Data records
----------

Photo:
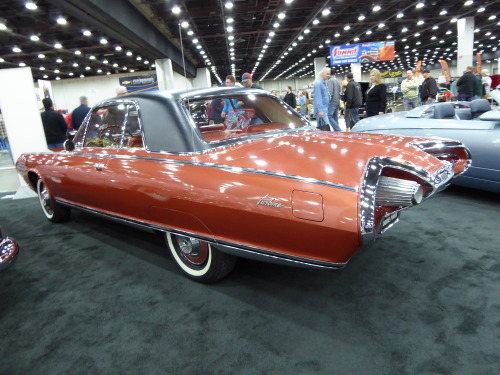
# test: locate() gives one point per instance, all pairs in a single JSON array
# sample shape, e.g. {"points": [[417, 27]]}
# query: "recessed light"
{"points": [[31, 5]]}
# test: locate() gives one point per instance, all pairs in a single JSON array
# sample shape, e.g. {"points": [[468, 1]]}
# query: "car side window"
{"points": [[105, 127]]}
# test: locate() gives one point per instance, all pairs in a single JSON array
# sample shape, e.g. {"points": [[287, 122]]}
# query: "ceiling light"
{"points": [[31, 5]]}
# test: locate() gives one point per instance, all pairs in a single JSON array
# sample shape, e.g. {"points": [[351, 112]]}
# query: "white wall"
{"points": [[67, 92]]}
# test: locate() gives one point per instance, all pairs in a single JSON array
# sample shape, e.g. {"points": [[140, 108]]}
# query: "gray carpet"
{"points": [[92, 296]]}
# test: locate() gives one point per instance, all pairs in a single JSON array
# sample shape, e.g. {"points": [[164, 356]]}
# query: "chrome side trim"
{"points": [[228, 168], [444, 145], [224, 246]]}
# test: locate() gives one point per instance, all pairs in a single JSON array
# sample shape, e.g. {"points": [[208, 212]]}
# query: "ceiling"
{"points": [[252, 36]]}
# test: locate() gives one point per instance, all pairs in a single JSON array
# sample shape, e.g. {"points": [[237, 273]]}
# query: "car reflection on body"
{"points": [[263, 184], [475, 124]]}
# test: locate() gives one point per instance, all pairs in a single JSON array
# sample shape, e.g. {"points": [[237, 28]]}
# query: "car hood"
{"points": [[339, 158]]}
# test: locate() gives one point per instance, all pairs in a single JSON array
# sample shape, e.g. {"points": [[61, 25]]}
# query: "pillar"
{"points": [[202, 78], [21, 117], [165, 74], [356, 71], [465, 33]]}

----------

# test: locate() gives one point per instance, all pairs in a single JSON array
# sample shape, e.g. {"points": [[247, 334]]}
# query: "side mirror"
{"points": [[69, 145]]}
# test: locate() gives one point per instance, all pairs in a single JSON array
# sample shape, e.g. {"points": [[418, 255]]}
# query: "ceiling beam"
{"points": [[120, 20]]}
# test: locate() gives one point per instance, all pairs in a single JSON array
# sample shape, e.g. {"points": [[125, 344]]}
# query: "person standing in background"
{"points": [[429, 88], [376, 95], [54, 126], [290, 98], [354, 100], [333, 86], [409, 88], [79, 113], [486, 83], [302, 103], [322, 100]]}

----------

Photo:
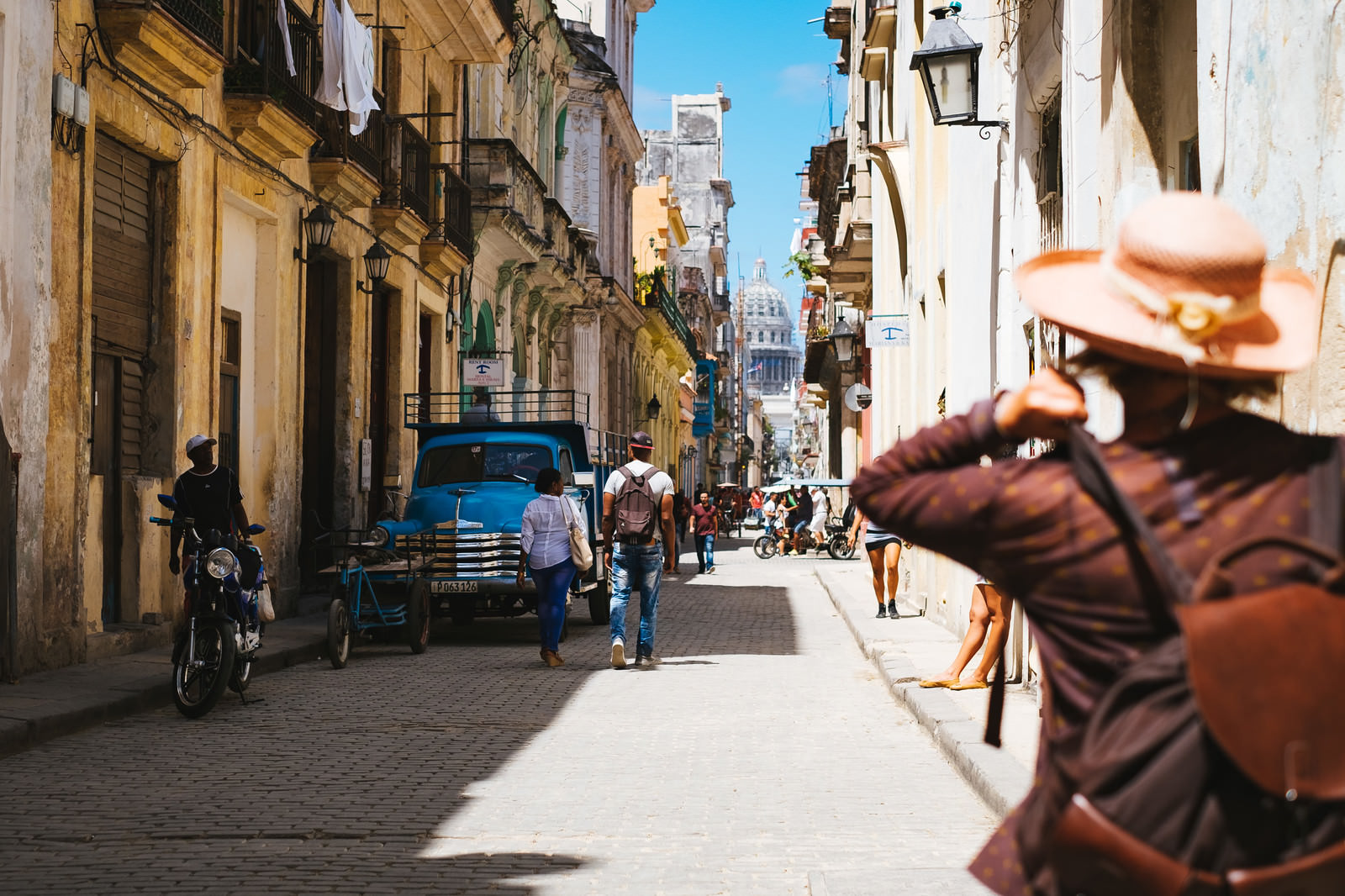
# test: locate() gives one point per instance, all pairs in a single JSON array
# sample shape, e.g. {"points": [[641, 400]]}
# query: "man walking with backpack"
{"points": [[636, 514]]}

----------

### Aim
Which lines in the entries above contain the string "ceiling", matching case exactly? Pick out each of those lines and copy it.

### Worked answer
# query: "ceiling light"
# query: "ceiling"
# query: "ceiling beam"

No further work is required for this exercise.